*** Passage for review Section Begins ***

At Pigeon Creek (Inchbonnie), the key water values were trout spawning and rearing, contact recreation in the streams, and maintaining the oligotrophic status of downstream Lake Brunner. The main pressures were phosphorus and faecal pollution from unfenced or unbridged streams, farm raceway runoff and runoff from FDE irrigation areas. The main BMPs were riparian fencing, diverting laneway runoff from streams to pasture, laneway bridges or culverts across streams and improved effluent irrigation (lower rates and increased size of irrigation areas).
For Waikakahi, the key waterway values were the trout fishery (particularly spawning and rearing). The main pressures were surface runoff from the border dyke-irrigated land, soil compaction, and livestock access to riparian areas and streams. The key BMPs were better irrigation management (including using low earth-barriers (bunds) to reduce surface runoff to streams), upgrading irrigation infrastructure to spray technology and riparian fencing and planting.
Bog Burn had similar key values to Pigeon Creek involving trout spawning and rearing in the farm streams and contact recreation in the Oreti River downstream, where periphyton growth is P-limited, and increased downstream of inputs from intensively farmed land. Here the main pressures were inputs of field tile drains (often enriched with irrigated FDE), soil pugging during winter, overuse of P fertiliser, laneway runoff to streams and livestock access to streams and riparian areas. The key BMPs were FDE storage during wet conditions, low application-rate FDE irrigation, use of herd shelters or off-site grazing in winter, reducing P fertiliser use to maintain soil Olsen P test levels in their optimum range and riparian planting and livestock exclusion.

*** Passage for review Section Ends ***
*** Excerpted records Section Begins ***

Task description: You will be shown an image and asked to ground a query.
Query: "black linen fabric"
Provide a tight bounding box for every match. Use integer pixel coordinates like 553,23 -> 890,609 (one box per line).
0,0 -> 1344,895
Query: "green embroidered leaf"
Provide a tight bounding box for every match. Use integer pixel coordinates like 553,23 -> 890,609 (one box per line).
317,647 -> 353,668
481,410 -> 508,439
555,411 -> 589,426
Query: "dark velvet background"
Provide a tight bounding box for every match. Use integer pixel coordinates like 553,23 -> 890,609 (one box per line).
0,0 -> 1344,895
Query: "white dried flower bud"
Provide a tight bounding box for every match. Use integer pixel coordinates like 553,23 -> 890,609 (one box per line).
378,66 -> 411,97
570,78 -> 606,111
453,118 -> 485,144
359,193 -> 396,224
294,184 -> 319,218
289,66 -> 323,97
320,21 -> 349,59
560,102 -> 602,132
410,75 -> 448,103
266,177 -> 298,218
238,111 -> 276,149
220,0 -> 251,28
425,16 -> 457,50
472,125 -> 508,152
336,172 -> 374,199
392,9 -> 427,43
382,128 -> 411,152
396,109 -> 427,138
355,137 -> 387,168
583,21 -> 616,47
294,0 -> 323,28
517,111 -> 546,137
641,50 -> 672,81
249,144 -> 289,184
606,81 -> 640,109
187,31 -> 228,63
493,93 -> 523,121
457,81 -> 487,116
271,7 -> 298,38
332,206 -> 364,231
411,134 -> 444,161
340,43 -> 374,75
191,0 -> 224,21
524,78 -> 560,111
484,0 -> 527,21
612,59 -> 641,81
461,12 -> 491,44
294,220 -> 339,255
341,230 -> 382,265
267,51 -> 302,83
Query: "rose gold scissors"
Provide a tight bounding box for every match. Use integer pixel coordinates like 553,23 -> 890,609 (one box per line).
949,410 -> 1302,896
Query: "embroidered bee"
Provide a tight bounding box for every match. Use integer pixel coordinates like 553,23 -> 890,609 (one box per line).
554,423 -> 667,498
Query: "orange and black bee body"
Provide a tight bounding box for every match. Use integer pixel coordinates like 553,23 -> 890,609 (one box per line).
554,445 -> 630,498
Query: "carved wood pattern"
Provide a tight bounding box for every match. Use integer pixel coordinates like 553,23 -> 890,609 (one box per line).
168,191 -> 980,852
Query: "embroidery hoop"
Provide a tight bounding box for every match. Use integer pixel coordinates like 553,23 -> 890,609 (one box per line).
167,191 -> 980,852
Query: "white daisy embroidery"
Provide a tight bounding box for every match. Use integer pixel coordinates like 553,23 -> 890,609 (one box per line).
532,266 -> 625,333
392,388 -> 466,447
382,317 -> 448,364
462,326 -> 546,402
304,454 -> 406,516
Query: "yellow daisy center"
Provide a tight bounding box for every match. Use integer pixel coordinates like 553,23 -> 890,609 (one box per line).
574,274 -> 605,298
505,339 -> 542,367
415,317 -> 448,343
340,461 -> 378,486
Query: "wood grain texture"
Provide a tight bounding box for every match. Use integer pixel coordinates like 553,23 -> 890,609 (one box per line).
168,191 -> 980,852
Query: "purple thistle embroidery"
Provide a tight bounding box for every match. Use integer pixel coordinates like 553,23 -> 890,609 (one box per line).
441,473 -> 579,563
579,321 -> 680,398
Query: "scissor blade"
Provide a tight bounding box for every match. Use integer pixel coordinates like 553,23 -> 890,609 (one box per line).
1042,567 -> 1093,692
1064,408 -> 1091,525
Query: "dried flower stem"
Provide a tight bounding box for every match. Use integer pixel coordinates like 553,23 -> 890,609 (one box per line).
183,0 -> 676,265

*** Excerpted records Section Ends ***

Activity:
Print the part of the passage on farm water quality from "For Waikakahi, the" up to and including "fencing and planting.". These entries were taken from a separate source.

Solution to this problem:
For Waikakahi, the key waterway values were the trout fishery (particularly spawning and rearing). The main pressures were surface runoff from the border dyke-irrigated land, soil compaction, and livestock access to riparian areas and streams. The key BMPs were better irrigation management (including using low earth-barriers (bunds) to reduce surface runoff to streams), upgrading irrigation infrastructure to spray technology and riparian fencing and planting.